Requirements :: Only the lines from the one containing "Would you be able to mark the green tree" through the final line of the material below should be output, exactly as they stand.

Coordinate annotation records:
——————————

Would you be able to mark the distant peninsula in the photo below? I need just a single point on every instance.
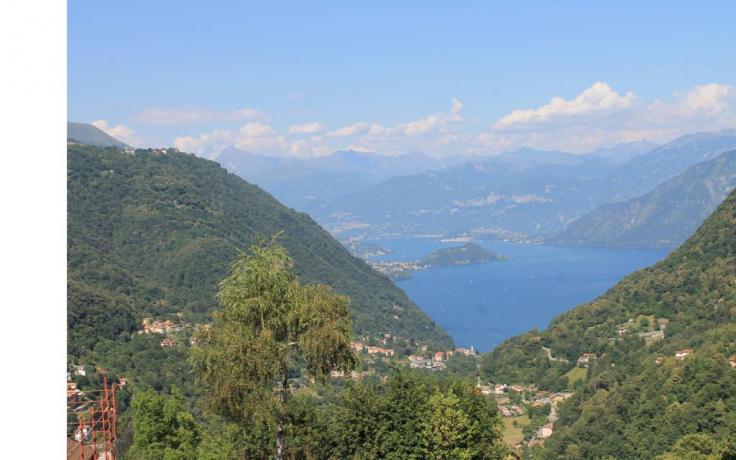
(468, 253)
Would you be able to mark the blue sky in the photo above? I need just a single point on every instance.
(201, 75)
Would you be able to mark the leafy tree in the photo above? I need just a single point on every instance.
(446, 428)
(268, 317)
(163, 428)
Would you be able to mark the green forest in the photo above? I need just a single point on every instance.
(638, 399)
(151, 234)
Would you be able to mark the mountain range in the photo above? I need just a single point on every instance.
(664, 217)
(527, 192)
(151, 232)
(308, 184)
(85, 133)
(658, 352)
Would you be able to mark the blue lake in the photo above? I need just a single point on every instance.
(481, 305)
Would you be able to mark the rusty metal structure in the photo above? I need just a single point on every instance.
(92, 422)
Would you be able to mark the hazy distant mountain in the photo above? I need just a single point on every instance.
(664, 217)
(85, 133)
(523, 192)
(307, 184)
(624, 152)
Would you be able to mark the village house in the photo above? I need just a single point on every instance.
(682, 354)
(485, 389)
(586, 358)
(420, 363)
(359, 346)
(168, 342)
(151, 326)
(561, 397)
(652, 337)
(466, 351)
(73, 395)
(517, 410)
(78, 369)
(545, 431)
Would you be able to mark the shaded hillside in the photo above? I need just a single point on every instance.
(631, 404)
(153, 232)
(664, 217)
(85, 133)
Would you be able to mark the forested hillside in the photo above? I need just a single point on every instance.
(658, 347)
(151, 234)
(664, 217)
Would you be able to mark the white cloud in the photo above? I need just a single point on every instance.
(598, 116)
(194, 115)
(702, 101)
(597, 100)
(207, 145)
(432, 122)
(307, 128)
(119, 132)
(350, 130)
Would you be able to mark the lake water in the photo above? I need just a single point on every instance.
(481, 305)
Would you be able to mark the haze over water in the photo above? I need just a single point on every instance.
(482, 305)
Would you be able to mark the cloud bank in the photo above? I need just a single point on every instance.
(598, 116)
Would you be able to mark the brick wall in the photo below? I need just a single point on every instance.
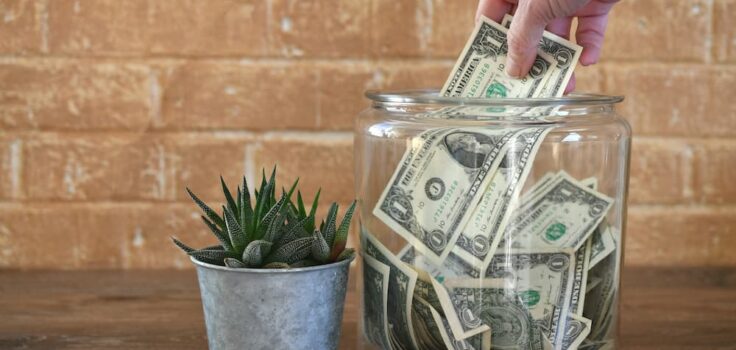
(109, 108)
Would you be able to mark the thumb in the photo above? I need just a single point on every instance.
(523, 38)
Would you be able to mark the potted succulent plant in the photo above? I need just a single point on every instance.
(277, 280)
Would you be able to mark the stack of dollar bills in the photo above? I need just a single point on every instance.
(487, 266)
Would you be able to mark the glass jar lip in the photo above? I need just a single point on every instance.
(431, 96)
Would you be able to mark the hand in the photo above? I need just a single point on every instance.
(533, 16)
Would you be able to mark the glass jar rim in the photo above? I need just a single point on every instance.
(431, 96)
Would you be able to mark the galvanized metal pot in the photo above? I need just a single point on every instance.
(267, 309)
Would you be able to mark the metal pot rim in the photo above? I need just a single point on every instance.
(273, 271)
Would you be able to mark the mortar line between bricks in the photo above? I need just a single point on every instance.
(159, 58)
(300, 134)
(154, 59)
(103, 204)
(215, 133)
(727, 208)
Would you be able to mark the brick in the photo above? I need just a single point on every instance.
(197, 161)
(60, 237)
(10, 148)
(95, 236)
(94, 167)
(21, 26)
(677, 236)
(43, 94)
(661, 30)
(589, 79)
(133, 167)
(452, 24)
(678, 100)
(147, 240)
(724, 33)
(342, 87)
(320, 28)
(714, 165)
(661, 171)
(421, 28)
(318, 161)
(239, 96)
(189, 27)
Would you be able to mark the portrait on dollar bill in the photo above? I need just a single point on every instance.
(469, 149)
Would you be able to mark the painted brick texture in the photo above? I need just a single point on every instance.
(109, 109)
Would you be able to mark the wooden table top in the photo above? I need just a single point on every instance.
(662, 309)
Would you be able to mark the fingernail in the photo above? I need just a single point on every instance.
(512, 69)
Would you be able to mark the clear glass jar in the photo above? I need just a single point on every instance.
(490, 223)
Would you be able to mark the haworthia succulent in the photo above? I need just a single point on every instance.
(276, 265)
(234, 263)
(221, 236)
(211, 255)
(341, 238)
(187, 249)
(294, 230)
(255, 252)
(266, 221)
(320, 249)
(246, 210)
(237, 236)
(229, 197)
(300, 205)
(207, 210)
(313, 212)
(248, 231)
(293, 251)
(348, 253)
(330, 224)
(275, 228)
(304, 263)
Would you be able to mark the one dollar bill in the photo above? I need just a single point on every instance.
(479, 71)
(437, 184)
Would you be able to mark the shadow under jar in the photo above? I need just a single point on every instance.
(490, 224)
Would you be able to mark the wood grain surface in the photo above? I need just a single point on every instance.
(662, 309)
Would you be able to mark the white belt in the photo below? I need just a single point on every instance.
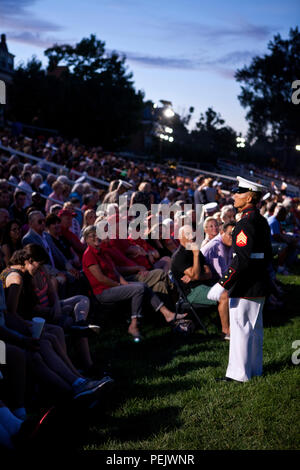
(257, 255)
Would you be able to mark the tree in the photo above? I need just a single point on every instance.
(212, 138)
(266, 91)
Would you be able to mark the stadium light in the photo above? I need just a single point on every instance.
(168, 112)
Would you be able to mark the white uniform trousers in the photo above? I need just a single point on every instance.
(246, 338)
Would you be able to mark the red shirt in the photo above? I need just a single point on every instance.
(91, 256)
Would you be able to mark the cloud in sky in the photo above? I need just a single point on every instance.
(15, 14)
(241, 30)
(220, 65)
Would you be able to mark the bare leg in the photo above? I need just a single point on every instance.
(133, 327)
(169, 316)
(16, 373)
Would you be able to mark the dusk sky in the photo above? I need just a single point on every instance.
(185, 51)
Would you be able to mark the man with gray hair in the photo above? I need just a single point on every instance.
(58, 263)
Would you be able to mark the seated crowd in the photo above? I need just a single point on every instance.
(54, 265)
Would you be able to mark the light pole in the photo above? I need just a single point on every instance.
(164, 132)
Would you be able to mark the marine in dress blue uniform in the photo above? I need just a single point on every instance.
(247, 282)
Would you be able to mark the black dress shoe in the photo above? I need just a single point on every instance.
(225, 379)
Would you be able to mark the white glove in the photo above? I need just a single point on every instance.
(215, 292)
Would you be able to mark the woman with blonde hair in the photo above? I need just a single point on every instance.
(211, 229)
(57, 195)
(89, 218)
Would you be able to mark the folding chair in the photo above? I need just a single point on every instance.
(183, 304)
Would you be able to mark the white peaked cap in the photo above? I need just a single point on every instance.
(247, 185)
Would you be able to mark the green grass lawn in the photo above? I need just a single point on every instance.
(166, 397)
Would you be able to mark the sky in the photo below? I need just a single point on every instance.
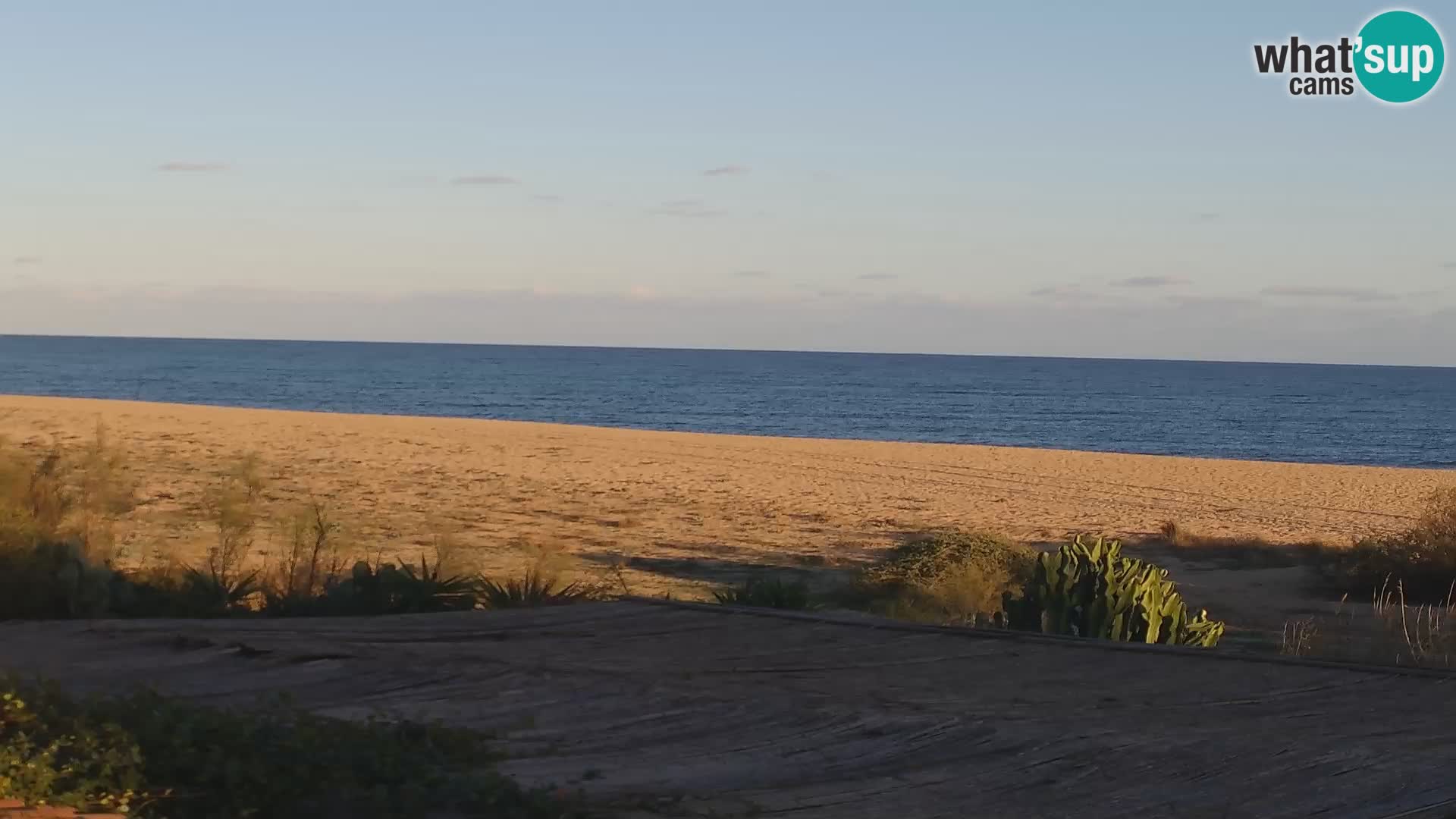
(940, 177)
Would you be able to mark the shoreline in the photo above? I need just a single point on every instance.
(683, 513)
(6, 397)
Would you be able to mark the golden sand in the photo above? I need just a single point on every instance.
(666, 499)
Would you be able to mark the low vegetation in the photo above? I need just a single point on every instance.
(58, 556)
(1094, 591)
(979, 579)
(147, 755)
(769, 592)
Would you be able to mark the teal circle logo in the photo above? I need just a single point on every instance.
(1400, 55)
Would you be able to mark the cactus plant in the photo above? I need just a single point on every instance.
(1092, 591)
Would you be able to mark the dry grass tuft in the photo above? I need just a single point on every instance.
(1237, 551)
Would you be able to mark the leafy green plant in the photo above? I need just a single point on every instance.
(1420, 560)
(772, 594)
(944, 577)
(383, 589)
(1092, 591)
(149, 755)
(535, 588)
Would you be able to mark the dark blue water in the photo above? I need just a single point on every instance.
(1315, 413)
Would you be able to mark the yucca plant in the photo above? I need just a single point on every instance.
(535, 588)
(400, 589)
(770, 594)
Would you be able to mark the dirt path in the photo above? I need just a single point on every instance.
(708, 711)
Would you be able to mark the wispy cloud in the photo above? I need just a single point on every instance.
(728, 171)
(1320, 292)
(485, 180)
(691, 209)
(180, 167)
(1150, 281)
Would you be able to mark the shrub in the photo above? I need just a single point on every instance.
(1092, 591)
(384, 589)
(535, 588)
(1420, 560)
(770, 594)
(53, 579)
(948, 577)
(156, 757)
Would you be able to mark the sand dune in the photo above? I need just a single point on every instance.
(721, 502)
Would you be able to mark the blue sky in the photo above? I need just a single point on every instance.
(1027, 178)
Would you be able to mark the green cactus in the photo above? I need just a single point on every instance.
(1092, 591)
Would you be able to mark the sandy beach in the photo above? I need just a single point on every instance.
(504, 488)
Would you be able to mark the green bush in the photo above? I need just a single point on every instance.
(1092, 591)
(535, 588)
(770, 594)
(946, 577)
(382, 591)
(1420, 560)
(147, 755)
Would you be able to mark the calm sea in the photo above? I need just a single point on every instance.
(1315, 413)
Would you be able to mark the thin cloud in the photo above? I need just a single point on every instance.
(193, 167)
(1318, 292)
(688, 209)
(728, 171)
(485, 180)
(1150, 281)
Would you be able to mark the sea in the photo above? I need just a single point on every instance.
(1304, 413)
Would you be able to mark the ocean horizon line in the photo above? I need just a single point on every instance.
(767, 350)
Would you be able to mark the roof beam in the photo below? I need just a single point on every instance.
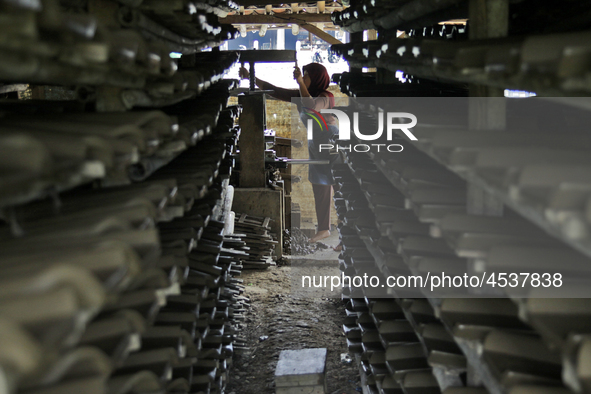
(271, 19)
(320, 33)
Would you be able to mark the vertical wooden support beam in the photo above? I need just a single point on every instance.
(488, 19)
(356, 38)
(252, 141)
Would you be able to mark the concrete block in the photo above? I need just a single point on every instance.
(318, 389)
(306, 367)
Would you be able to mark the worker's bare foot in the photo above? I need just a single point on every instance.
(320, 235)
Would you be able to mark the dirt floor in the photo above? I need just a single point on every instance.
(278, 320)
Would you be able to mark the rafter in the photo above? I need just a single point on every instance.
(274, 19)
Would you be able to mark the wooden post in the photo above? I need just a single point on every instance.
(356, 38)
(252, 141)
(488, 19)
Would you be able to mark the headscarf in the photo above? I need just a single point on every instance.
(319, 81)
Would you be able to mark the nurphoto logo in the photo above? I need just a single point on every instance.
(393, 120)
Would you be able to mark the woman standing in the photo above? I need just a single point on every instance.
(314, 96)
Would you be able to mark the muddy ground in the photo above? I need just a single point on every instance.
(278, 320)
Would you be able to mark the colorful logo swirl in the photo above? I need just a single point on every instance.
(316, 116)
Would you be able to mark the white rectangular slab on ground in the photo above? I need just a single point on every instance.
(301, 371)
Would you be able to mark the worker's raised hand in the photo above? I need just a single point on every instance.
(243, 73)
(297, 73)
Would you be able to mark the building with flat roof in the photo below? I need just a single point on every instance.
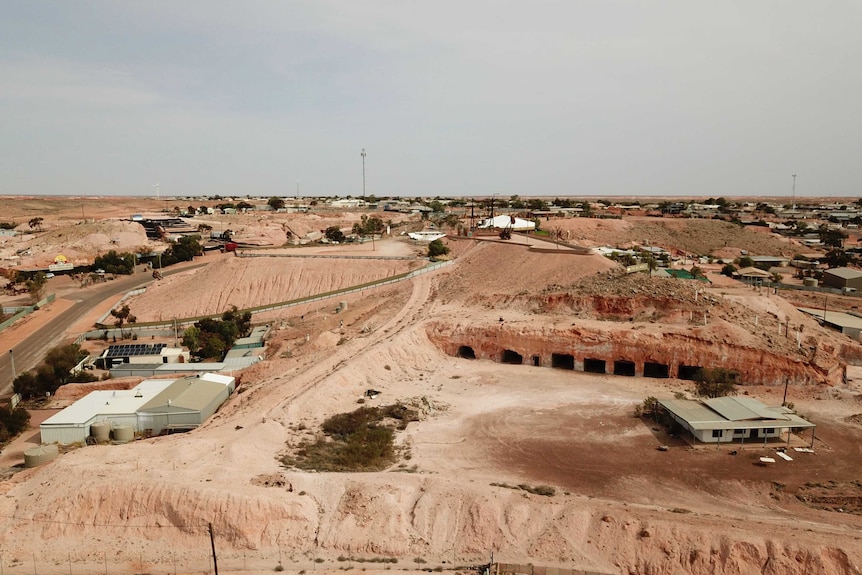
(733, 419)
(151, 407)
(843, 278)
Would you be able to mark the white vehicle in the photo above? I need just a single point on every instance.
(426, 235)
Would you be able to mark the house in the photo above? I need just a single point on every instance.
(753, 275)
(151, 407)
(843, 278)
(140, 353)
(511, 222)
(733, 419)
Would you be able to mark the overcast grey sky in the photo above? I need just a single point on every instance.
(453, 98)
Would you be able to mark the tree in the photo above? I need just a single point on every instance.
(832, 238)
(334, 234)
(36, 286)
(836, 258)
(116, 263)
(437, 206)
(122, 316)
(183, 250)
(715, 382)
(54, 371)
(437, 248)
(368, 226)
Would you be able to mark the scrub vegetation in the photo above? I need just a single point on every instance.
(362, 440)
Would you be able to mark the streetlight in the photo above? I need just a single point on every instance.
(12, 359)
(363, 172)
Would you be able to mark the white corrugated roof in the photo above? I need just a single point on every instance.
(109, 403)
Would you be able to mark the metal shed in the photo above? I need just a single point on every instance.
(727, 419)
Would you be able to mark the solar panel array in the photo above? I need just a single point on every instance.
(135, 349)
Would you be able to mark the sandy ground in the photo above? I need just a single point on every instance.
(620, 505)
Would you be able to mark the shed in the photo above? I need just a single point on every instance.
(117, 407)
(503, 222)
(186, 403)
(843, 278)
(729, 419)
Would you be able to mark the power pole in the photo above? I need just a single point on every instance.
(212, 543)
(363, 172)
(794, 192)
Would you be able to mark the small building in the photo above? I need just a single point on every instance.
(142, 353)
(733, 419)
(508, 222)
(842, 278)
(151, 407)
(185, 404)
(753, 275)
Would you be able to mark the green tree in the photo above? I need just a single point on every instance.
(54, 371)
(116, 263)
(183, 250)
(12, 422)
(715, 382)
(334, 234)
(123, 316)
(832, 238)
(368, 226)
(437, 248)
(836, 258)
(437, 206)
(36, 286)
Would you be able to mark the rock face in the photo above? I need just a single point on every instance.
(664, 354)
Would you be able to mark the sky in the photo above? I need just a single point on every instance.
(582, 98)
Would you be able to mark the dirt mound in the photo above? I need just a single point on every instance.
(493, 269)
(691, 236)
(250, 282)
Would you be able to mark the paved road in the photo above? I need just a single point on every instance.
(30, 351)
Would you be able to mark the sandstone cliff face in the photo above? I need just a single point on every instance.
(673, 349)
(423, 517)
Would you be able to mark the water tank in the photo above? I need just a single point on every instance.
(101, 431)
(123, 434)
(40, 455)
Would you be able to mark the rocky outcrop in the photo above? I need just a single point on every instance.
(674, 349)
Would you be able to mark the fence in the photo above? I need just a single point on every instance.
(529, 569)
(158, 328)
(26, 310)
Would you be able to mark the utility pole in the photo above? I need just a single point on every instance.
(212, 543)
(363, 172)
(794, 192)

——————————

Problem solution ::
Would you be able to mark the green tree in the photo above? I need just a single point on every instance.
(54, 371)
(116, 263)
(183, 250)
(12, 422)
(715, 382)
(334, 234)
(123, 316)
(832, 238)
(368, 226)
(437, 248)
(836, 258)
(437, 206)
(36, 286)
Would you be able to mark the rock face in the photo above? I need just a single point on every instance.
(664, 354)
Would you be able to mark the sky in the photo above? I need just a single point on every instance.
(582, 98)
Would you be able to mark the dirt mound in the photo above? I need just a single point on every instance.
(493, 269)
(691, 236)
(250, 282)
Would you be able to mark the paved road in the photo above? I need just a single point on every instance.
(30, 351)
Would you be able to mark the sandstone cliff face in the photo above? I need just a single point on every instance.
(673, 349)
(423, 517)
Would you be able to mark the water tank in the photo above? I need just a single point on every instance.
(101, 431)
(123, 434)
(40, 455)
Would you be able to mark the rocky outcrop in the photo above? I need just a single point on every instance.
(674, 349)
Would you be able to mark the fence in the photo above? I need just a single point on every instance.
(529, 569)
(158, 328)
(26, 310)
Would you be able to mark the utility pole in the photo above? I need just a single point on every instance.
(212, 543)
(363, 172)
(794, 192)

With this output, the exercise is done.